▸ **ARTIKEL**:
____
Sebanyak 100 mahasiswa Fakultas Hukum (FH) Universitas Kristen Indonesia (UKI) berkunjung ke Mahkamah Konstitusi (MK) pada Selasa (7/6) siang. Rombongan tersebut diterima Peneliti MK Bisariyadi di Aula Gedung MK.
Salah satu perwakilan mahasiswa, Metodius Zaholo, mengungkapkan tujuannya berkunjung ke MK. “Kedatangan kami dalam rangka kunjungan ilmiah lapangan Unit Kegiatan Mahasiswa Forum Diskusi Mahasiswa Fakultas Hukum UKI. Kami ingin mengetahui tugas pokok dan fungsi MK Republik Indonesia sebagai pengawal konstitusi. Termasuk juga ingin mengetahui tata beracara di MK serta fungsi Kesekjenan dan Panitera MK. Selain itu kami ingin melihat langsung persidangan MK,” ucapnya.
____
▸ **RUMUSAN TUGAS**: Lanjutkan artikel tentang kunjungan mahasiswa Fakultas Hukum UKI ke Mahkamah Konstitusi, dimulai tepat setelah kalimat terakhirnya.

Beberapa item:
____
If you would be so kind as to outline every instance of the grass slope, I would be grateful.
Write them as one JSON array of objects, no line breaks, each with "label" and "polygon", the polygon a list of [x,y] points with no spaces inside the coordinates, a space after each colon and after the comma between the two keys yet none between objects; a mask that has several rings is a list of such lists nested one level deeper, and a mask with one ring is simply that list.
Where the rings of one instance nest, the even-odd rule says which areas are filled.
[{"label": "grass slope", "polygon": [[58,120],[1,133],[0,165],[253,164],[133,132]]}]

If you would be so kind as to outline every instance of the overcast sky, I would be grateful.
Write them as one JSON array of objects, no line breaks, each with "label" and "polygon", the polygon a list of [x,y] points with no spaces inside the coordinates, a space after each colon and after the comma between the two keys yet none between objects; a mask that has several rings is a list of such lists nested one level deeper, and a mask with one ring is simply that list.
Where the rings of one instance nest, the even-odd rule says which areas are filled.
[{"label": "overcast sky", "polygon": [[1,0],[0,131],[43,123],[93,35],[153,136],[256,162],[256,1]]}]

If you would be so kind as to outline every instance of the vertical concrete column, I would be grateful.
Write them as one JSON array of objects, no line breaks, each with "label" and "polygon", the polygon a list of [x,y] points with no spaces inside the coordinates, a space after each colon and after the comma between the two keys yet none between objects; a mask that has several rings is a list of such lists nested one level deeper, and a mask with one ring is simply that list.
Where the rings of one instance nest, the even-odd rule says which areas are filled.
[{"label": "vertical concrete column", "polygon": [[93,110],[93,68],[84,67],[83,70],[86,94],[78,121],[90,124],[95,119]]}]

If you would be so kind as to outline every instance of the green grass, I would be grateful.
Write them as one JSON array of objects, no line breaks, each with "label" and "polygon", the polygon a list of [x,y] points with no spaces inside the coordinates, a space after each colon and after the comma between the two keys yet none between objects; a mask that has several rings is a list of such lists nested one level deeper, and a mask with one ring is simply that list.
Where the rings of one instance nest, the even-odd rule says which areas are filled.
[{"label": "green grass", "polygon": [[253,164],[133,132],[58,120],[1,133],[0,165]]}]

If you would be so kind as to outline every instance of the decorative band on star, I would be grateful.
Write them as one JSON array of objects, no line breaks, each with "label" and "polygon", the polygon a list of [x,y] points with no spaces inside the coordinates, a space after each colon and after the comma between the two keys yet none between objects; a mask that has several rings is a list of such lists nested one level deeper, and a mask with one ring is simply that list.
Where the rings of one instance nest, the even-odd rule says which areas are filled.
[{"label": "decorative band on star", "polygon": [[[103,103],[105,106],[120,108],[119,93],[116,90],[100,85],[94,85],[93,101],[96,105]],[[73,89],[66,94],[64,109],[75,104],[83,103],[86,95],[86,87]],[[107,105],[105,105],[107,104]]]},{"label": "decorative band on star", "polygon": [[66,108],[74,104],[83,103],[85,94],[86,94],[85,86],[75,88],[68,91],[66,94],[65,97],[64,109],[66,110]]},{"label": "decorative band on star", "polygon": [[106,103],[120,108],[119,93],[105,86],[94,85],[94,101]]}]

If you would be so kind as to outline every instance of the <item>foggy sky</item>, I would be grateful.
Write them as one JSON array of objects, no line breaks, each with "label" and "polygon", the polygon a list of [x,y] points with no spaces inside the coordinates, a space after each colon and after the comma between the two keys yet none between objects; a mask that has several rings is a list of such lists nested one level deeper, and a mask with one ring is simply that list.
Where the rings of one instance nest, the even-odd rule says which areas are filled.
____
▸ **JAWABAN LATIHAN**:
Mengawali paparannya, Bisar menjelaskan kewenangan dan kewajiban MK sebagaimana diamanatkan UUD 1945. “Kewenangan utama MK adalah menguji undang-undang terhadap Undang-Undang Dasar,” kata Bisar.
Selain itu, ungkapnya, MK berwenang memutuskan sengketa hasil pemilu, sengketa kewenangan antara lembaga negara yang kewenangannya diberikan UUD 1945, dan pembubaran partai politik. MK juga memiliki kewajiban untuk memutus pendapat DPR terkait pemakzulan presiden dan/atau wakil presiden.
“Dari kewenangan dan kewajiban MK itu, yang belum pernah dijalankan MK adalah kewenangan memutus pembubaran partai politik dan kewajiban memutus pendapat DPR bila presiden dan/atau wakil presiden dianggap melanggar hukum,” urai Bisar kepada para mahasiswa.
Selain itu, sambungnya, perkara sengketa kewenangan antara lembaga negara juga terbilang sedikit disidangkan di MK. “Dalam setahun hanya 3 sampai 4 perkara dan putusannya tidak ada yang diterima MK,” tambah Bisar.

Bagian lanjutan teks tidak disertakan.